** begin Records provided **
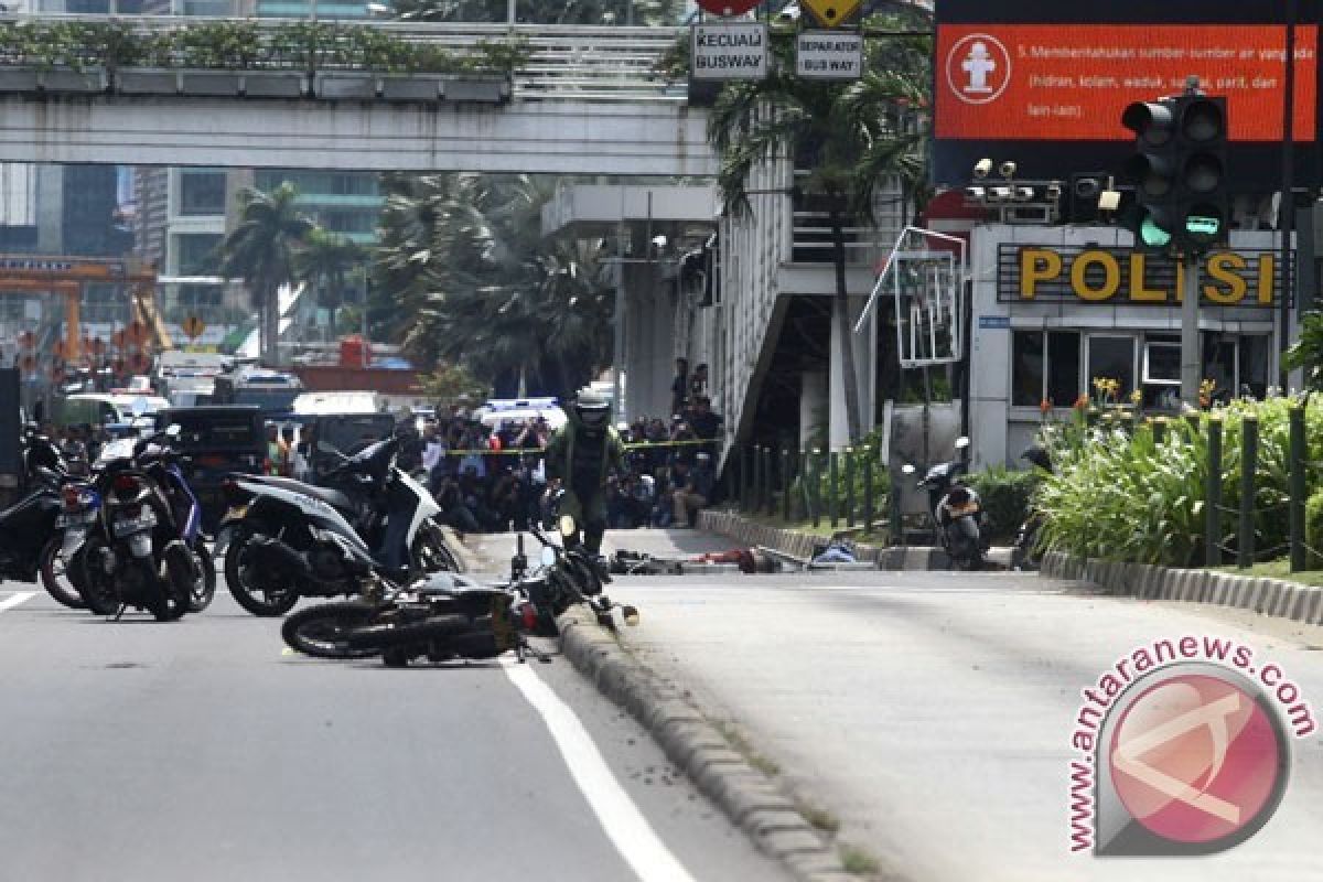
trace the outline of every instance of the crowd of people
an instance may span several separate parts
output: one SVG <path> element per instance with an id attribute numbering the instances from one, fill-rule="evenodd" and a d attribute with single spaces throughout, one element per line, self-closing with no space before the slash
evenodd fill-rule
<path id="1" fill-rule="evenodd" d="M 636 419 L 615 427 L 626 444 L 624 467 L 606 476 L 610 529 L 687 528 L 713 501 L 721 418 L 705 394 L 692 395 L 671 419 Z M 544 418 L 486 426 L 467 414 L 423 424 L 401 463 L 426 473 L 451 526 L 464 533 L 527 529 L 554 513 L 560 483 L 548 477 L 544 451 L 552 427 Z"/>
** end Records provided **
• [What is being asked]:
Convert the listing, from its start up to and including the line containing "an instance may span several separate parts", into a numbered list with blank lines omitted. Leave the pictures out of the answer.

• [Task solution]:
1. trace the outline of every instance of the crowd of people
2. an instance may span several separate parts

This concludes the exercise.